WHAT THE EXERCISE ASKS
Reproduce the records below word for word, starting at the beginning of the records and ending at the line that contains "x=305 y=196", including that line.

[Records of labeled points]

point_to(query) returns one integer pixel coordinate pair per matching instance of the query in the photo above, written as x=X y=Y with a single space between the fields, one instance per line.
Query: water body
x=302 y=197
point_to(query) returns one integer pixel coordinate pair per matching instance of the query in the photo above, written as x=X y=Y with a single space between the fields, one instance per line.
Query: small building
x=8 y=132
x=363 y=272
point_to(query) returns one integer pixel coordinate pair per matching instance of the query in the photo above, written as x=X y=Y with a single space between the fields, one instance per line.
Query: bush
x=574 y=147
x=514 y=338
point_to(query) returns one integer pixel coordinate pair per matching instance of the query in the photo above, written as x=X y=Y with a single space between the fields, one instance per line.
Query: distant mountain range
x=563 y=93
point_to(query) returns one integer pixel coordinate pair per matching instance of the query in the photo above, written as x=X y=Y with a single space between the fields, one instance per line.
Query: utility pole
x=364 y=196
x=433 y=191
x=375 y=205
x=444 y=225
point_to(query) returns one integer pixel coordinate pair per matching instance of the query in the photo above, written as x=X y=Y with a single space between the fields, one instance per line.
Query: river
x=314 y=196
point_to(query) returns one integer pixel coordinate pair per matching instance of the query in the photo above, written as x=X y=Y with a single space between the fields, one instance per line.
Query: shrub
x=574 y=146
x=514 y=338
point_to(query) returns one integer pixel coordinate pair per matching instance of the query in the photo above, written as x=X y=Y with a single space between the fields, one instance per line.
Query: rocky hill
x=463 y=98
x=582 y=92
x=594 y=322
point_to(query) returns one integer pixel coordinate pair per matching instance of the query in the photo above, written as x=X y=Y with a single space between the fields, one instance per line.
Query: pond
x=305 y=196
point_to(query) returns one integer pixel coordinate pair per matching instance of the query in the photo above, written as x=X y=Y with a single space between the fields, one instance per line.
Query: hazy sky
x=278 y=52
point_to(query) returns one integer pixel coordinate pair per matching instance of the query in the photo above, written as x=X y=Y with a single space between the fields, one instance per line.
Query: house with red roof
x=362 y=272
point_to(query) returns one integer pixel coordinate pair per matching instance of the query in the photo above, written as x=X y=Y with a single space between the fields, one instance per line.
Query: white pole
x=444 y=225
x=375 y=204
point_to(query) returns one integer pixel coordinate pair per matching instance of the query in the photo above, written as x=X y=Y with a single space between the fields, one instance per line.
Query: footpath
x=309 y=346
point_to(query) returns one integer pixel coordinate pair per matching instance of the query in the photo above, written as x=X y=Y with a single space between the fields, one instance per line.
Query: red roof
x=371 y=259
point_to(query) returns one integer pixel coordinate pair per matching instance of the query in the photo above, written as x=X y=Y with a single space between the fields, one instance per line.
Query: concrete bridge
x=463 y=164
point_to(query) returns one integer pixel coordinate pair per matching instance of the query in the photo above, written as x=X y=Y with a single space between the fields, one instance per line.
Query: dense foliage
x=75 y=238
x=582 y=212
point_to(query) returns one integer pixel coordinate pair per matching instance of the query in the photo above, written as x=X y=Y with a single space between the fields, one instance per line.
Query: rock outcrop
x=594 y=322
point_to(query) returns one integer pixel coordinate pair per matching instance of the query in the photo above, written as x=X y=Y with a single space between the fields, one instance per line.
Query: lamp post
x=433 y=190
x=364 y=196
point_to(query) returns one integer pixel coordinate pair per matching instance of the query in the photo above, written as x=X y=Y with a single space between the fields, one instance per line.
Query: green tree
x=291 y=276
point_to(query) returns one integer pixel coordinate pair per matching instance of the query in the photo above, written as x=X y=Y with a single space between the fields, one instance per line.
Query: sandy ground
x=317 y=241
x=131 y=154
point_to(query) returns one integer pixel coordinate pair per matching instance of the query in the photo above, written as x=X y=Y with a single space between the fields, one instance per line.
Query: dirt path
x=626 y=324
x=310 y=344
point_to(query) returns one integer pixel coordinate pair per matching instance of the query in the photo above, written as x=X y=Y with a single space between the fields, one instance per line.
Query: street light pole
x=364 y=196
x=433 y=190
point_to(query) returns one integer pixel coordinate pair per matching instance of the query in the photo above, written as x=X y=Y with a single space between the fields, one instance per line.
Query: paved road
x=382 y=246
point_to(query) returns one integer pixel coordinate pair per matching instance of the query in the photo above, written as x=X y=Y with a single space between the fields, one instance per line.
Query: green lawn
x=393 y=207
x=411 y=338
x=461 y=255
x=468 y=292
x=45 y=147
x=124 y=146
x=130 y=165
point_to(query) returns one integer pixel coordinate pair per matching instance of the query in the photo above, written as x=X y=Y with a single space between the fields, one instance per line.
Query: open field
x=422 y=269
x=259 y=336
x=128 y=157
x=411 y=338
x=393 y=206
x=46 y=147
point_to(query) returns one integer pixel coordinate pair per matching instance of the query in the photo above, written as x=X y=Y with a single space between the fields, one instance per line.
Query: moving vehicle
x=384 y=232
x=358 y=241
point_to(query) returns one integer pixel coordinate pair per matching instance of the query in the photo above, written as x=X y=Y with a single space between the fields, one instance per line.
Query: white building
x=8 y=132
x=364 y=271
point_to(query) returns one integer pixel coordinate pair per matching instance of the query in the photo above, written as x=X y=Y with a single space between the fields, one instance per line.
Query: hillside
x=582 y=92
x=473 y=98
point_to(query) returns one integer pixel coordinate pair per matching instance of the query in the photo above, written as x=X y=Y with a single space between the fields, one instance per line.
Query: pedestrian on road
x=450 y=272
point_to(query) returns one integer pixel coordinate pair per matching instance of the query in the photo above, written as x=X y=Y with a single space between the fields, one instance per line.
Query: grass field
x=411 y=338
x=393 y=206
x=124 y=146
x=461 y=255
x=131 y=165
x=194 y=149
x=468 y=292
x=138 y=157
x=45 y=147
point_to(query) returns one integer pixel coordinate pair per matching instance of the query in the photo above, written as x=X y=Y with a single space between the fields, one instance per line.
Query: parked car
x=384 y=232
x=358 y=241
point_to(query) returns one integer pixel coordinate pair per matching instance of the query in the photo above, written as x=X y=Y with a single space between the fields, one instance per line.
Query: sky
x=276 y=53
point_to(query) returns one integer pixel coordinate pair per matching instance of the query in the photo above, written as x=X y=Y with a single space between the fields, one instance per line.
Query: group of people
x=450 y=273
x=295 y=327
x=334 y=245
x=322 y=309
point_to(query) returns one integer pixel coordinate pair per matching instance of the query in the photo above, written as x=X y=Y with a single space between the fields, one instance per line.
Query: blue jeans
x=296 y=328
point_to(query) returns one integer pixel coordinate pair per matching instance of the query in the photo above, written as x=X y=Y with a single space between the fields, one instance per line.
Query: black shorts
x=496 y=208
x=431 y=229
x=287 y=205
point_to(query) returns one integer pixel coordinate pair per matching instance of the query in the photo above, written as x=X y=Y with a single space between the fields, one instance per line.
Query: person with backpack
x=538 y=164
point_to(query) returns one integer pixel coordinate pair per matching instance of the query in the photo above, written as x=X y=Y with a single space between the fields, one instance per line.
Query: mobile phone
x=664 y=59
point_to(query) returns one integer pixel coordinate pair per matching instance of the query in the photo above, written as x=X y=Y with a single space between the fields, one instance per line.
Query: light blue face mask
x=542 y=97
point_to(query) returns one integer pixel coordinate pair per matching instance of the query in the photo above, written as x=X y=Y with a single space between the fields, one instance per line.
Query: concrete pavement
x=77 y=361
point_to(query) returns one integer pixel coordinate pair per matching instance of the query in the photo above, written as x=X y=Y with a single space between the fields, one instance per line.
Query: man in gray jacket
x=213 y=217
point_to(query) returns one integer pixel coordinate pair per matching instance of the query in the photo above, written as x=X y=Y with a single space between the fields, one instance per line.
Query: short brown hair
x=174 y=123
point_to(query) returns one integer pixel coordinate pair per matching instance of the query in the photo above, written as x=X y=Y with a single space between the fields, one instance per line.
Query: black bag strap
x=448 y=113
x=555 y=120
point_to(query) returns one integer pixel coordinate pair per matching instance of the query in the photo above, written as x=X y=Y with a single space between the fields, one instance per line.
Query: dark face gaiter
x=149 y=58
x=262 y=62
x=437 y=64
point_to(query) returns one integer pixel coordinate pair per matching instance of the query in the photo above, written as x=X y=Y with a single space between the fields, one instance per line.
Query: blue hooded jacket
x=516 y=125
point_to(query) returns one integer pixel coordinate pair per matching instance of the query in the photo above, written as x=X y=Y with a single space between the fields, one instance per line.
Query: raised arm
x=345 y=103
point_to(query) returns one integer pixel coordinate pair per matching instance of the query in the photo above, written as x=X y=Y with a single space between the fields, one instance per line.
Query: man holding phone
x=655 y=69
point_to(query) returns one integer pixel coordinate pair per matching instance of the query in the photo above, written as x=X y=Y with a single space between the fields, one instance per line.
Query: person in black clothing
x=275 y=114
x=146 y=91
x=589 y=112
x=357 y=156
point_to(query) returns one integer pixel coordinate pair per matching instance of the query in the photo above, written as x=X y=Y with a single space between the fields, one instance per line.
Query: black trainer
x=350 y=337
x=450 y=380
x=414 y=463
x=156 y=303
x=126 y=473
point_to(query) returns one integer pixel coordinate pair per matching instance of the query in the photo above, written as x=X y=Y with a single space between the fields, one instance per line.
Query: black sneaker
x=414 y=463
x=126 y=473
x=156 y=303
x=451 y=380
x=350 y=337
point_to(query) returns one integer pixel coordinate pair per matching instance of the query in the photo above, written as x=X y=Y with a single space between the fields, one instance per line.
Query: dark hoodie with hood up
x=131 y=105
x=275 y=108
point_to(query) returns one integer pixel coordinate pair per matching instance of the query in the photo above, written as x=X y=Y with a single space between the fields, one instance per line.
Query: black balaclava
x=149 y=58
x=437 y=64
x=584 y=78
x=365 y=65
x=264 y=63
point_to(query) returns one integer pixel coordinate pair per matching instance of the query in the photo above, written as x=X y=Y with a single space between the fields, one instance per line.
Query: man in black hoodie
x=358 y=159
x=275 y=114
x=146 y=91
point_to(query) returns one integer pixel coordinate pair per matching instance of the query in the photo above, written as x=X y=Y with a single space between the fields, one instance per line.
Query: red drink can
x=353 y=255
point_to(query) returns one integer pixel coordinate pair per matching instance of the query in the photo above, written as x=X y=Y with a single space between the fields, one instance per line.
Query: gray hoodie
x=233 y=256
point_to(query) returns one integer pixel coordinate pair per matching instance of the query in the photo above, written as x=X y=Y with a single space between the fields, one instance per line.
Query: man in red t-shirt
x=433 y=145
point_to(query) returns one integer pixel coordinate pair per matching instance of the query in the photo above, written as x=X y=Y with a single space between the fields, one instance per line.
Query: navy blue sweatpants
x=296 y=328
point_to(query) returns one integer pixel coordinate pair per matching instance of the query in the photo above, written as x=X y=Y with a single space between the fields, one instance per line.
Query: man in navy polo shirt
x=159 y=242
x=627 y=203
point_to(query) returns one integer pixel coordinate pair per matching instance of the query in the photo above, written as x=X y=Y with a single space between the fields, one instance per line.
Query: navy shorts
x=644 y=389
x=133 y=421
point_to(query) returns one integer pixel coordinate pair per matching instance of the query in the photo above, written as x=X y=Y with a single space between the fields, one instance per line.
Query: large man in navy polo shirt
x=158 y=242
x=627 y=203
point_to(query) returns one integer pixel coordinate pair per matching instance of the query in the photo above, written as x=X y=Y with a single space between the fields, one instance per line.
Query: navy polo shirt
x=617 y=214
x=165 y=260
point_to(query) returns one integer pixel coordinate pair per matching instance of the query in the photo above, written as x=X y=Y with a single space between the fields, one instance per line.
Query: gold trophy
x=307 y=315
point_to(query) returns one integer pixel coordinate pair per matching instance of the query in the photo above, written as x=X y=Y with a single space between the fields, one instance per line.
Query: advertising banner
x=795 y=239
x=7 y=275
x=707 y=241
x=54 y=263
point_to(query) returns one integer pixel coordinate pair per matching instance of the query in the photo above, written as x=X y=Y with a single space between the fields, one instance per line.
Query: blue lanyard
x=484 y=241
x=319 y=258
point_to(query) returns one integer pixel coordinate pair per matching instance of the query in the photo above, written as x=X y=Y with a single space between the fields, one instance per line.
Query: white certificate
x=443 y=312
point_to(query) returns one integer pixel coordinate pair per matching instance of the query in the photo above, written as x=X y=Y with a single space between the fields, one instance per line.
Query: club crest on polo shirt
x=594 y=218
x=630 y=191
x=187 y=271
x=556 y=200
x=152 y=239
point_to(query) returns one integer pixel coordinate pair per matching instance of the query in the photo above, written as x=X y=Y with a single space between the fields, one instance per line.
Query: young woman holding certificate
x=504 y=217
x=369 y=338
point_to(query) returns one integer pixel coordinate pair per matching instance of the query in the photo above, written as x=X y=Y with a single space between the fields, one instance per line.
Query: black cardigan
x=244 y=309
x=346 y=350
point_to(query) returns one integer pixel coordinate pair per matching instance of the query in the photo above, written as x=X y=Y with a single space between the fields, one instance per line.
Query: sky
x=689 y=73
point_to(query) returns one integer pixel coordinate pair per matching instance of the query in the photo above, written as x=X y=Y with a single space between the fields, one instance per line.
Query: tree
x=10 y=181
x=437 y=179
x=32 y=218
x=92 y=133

TASK RESPONSE
point_to(query) returns one integer pixel coordinate pair per matching instance of the query in the photo above, written as x=X y=Y with a single space between the fields, one instance per line.
Query: water body
x=302 y=197
point_to(query) returns one integer pixel coordinate pair per matching instance of the query in the photo above, written as x=X y=Y with a single space between the fields, one instance per line.
Query: small building
x=8 y=132
x=363 y=272
point_to(query) returns one integer pixel coordinate pair per matching instance of the query in the photo above, written as x=X y=Y with a single space between the fields, one instance per line.
Query: bush
x=574 y=147
x=514 y=338
point_to(query) returns one integer pixel coordinate pair per matching instance of the query in the photo above, written as x=X y=Y with a single space between the fields, one instance per line.
Query: distant mountain range
x=563 y=93
point_to(query) returns one integer pixel coordinate pair per matching instance of the query in the photo above, written as x=X y=Y with a single space between the fields, one instance per line.
Query: utility pole
x=364 y=196
x=433 y=191
x=375 y=205
x=444 y=225
point_to(query) returns one integer pixel coordinate pair per matching instance of the query in the photo above, written as x=X y=Y with a single space between the fields, one instance per line.
Query: river
x=314 y=196
point_to(query) returns one integer pixel coordinate pair per matching instance of the query in the photo above, written as x=X y=Y with a single space between the fields, one instance per line.
Query: shrub
x=574 y=146
x=514 y=338
point_to(query) returns one integer pixel coordinate pair per matching instance of the query in the photo above, written as x=X y=Y with a single space between the fields, one instance per line.
Query: rocky hill
x=463 y=98
x=582 y=92
x=594 y=322
point_to(query) returns one integer pixel coordinate pair per matching instance of the query in the photo above, written as x=X y=Y with a single space between the fields, one instance per line.
Query: pond
x=305 y=196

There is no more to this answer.